- DIRECTIONS FOR THIS TASK
Repeat back the entries that follow, keeping every word as it is.

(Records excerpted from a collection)
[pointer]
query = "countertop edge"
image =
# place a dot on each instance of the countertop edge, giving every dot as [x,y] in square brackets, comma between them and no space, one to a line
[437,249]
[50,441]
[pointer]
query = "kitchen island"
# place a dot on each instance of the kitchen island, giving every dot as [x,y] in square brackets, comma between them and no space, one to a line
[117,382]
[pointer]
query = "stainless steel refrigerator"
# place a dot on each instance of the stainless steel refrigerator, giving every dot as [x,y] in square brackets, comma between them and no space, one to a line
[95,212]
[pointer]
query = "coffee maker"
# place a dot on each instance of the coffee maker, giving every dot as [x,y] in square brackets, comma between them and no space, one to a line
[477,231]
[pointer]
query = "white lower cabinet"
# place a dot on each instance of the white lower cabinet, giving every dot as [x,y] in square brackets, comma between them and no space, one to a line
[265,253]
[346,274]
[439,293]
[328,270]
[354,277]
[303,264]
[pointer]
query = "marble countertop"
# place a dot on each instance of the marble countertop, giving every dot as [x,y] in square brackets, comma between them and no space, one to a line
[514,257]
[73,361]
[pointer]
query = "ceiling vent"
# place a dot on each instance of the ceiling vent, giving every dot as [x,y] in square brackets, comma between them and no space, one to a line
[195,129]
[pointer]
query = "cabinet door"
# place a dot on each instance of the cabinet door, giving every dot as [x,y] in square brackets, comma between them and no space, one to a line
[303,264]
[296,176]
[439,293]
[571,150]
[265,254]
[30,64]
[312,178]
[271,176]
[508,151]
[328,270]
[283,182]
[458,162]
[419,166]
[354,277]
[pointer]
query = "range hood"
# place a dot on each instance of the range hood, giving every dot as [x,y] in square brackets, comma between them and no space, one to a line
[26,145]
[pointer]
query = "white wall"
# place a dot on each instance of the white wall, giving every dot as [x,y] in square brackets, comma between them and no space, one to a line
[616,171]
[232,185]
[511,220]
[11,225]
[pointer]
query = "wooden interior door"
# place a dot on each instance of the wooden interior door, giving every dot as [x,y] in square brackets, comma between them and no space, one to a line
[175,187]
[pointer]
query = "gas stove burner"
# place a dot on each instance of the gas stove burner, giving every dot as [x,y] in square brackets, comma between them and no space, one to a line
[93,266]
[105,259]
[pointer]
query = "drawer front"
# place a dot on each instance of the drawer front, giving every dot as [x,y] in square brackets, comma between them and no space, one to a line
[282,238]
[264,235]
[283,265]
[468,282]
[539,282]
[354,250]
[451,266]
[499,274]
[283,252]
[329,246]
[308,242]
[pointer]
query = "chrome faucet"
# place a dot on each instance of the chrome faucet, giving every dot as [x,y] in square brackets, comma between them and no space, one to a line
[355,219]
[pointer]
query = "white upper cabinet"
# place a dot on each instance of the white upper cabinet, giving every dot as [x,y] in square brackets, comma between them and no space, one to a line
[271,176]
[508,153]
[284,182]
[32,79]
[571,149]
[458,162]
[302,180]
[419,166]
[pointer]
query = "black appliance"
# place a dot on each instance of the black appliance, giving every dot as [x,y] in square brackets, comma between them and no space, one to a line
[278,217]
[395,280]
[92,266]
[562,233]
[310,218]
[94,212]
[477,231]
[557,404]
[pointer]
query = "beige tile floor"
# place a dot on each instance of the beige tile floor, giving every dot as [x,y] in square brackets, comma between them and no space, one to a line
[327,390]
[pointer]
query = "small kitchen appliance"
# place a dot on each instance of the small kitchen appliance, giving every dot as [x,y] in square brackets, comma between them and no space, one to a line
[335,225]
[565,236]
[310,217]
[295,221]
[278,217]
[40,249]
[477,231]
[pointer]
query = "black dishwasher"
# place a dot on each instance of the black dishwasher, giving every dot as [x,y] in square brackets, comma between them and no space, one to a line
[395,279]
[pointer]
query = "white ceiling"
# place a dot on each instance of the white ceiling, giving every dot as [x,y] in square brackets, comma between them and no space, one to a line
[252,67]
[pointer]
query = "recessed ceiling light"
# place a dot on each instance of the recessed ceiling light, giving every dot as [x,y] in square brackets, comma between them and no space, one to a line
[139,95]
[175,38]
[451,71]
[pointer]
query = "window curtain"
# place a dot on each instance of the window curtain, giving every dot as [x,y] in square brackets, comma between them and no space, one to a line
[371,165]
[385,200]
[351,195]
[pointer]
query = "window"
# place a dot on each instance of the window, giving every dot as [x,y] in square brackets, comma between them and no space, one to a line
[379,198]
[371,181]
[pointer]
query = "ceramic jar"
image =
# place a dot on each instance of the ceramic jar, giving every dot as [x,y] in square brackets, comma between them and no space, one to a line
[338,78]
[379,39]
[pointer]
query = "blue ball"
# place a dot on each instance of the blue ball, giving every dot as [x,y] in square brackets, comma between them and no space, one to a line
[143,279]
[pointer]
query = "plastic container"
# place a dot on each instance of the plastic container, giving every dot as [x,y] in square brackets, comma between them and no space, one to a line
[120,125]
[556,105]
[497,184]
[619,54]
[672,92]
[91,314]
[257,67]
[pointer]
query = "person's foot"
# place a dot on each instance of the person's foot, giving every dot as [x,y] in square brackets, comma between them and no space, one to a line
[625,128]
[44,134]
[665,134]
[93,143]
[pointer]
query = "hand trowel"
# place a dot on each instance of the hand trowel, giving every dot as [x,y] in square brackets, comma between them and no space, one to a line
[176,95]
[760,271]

- SOLUTION TO THIS PROBLEM
[pointer]
query = "countertop edge"
image =
# place a dot on each instance of the countertop edge, giving every dot as [x,y] in square brackets, comma between them and no space, one to a line
[437,249]
[50,441]
[pointer]
query = "kitchen island"
# place a dot on each instance of the kitchen island, giving every dot as [x,y] in square brackets, comma between them and no space, one to a line
[117,382]
[pointer]
query = "stainless steel refrigerator"
# place a dot on each instance of the stainless steel refrigerator, giving every dot as [x,y] in square brackets, comma between them and no space, one to a line
[95,212]
[pointer]
query = "coffee maker"
# place a dot on each instance of the coffee maker, giving every dot as [x,y] in square brackets, comma between them and no space, one to a line
[477,231]
[pointer]
query = "white lower cabinet"
# place a dot on each instance of the white lower cabinet, giving every dot as [x,y] in square brackets, comma between them and no space, one to a line
[265,253]
[346,274]
[439,293]
[328,270]
[354,277]
[303,264]
[pointer]
query = "marble countertop"
# place a dot on each instance of the marble countertop, giving every dot as [x,y] in square brackets, comma between them and no space, one to a line
[514,257]
[73,361]
[pointer]
query = "ceiling vent"
# place a dot on each instance of the ceiling vent, giving every dot as [x,y] in square brackets, comma between them and no space, one to a line
[195,129]
[pointer]
query = "cabinet door"
# place a dot on each instance of the cabinet door, giving every dot as [x,y] in square brackets, comma between them and no space, one to a line
[303,264]
[296,176]
[439,293]
[571,150]
[265,254]
[30,64]
[312,178]
[271,176]
[508,151]
[328,270]
[283,182]
[458,162]
[419,166]
[354,277]
[pointer]
query = "range hood"
# place a dot on each instance of the range hood, giving every dot as [x,y] in square brackets, comma between them and no space, one to a line
[26,145]
[pointer]
query = "white wall"
# place a dot on each instance of the white wall, giving every dot as [x,y] in square brackets, comma between them and no space, one to a line
[616,171]
[232,185]
[511,220]
[11,225]
[pointer]
query = "wooden interior door"
# place a dot on each instance of the wooden interior door, giving every dot as [x,y] in square brackets, comma between them and no space, one to a line
[175,187]
[pointer]
query = "gas stove burner"
# place a dot on each instance of the gas stove burner, giving every dot as [x,y] in square brackets, comma between them and no space, one to a line
[93,266]
[105,259]
[pointer]
query = "drawer front"
# place a dot on each instance of the drawer front, giving every dot as [x,y] in square brackets, comma between them and no space, one to a line
[282,238]
[264,235]
[283,265]
[468,282]
[539,282]
[354,250]
[451,266]
[499,274]
[283,252]
[329,246]
[308,242]
[pointer]
query = "chrome faucet"
# place a dot on each instance of the chrome faucet, giving every dot as [x,y] in square brackets, comma between them and no space, one to a line
[355,219]
[pointer]
query = "white upper cabinet"
# place a dot on each instance of the white upper cabinet, giving every dot as [x,y] in square brackets, comma between them and no space, one to a line
[271,176]
[508,153]
[284,182]
[32,79]
[571,149]
[458,162]
[302,180]
[419,166]
[pointer]
query = "black appliance"
# place a dot on each instance of the black appliance, giving every dot as [x,y] in square brackets, comma between them and no space, one to a line
[278,217]
[395,280]
[92,266]
[562,233]
[310,218]
[94,212]
[477,231]
[557,404]
[pointer]
query = "beige tile floor"
# place a dot on each instance of the beige tile floor, giving every dot as [x,y] in square brackets, comma between them and no space, one to a line
[327,390]
[pointer]
query = "small kitchen appliance"
# place a dot on each instance of the small kitchen appliance, giving every dot as [x,y] in square brackets, comma between them and no space, one to a line
[335,225]
[565,236]
[310,217]
[295,221]
[278,217]
[40,249]
[477,231]
[pointer]
query = "black dishwasher"
# place a dot on each instance of the black dishwasher, giving every dot as [x,y] in square brackets, comma between them and no space, one to a line
[395,279]
[pointer]
query = "white ceiling"
# place a dot on each instance of the white ceiling, giving every dot as [x,y] in square brackets, comma between them and no space, one to a line
[252,67]
[pointer]
query = "recessed ceiling light"
# place a dot on each instance of the recessed ceiling light, giving every dot as [x,y] in square brackets, comma between them and no space, one to a line
[139,95]
[175,38]
[451,71]
[pointer]
query = "window curtain"
# place a dot on each instance of the window curtain, giving every dot as [x,y] in square brackets, comma between them and no space, one to a line
[371,165]
[385,200]
[351,195]
[pointer]
query = "window"
# place a dot on each instance of the window, giving every dot as [x,y] in square brackets, comma between them and no space, one to a line
[379,198]
[371,181]
[pointer]
query = "ceramic jar"
image =
# place a dot on each instance of the ceramic jar, giving every dot as [x,y] in square brackets, comma between them and no space, one to a line
[338,78]
[379,39]
[pointer]
query = "blue ball"
# place a dot on each instance of the blue ball, giving every dot as [x,y] in square brackets, comma between them and no space, one to a line
[143,279]
[pointer]
query = "plastic container"
# place a dot on each instance of the plastic container, giving every dot as [x,y] in square brackets, comma between them and no space, one to a line
[120,125]
[556,105]
[497,184]
[619,54]
[672,92]
[91,314]
[257,67]
[pointer]
query = "person's foot"
# place a dot on each instance of the person's foot, giving every dot as [x,y] in square brackets, comma between them and no space, one to a line
[625,128]
[44,134]
[665,134]
[93,143]
[pointer]
query = "hand trowel"
# place a dot on each instance of the hand trowel, giving every dot as [x,y] in square brackets, comma between them and no space, one to a line
[176,95]
[760,271]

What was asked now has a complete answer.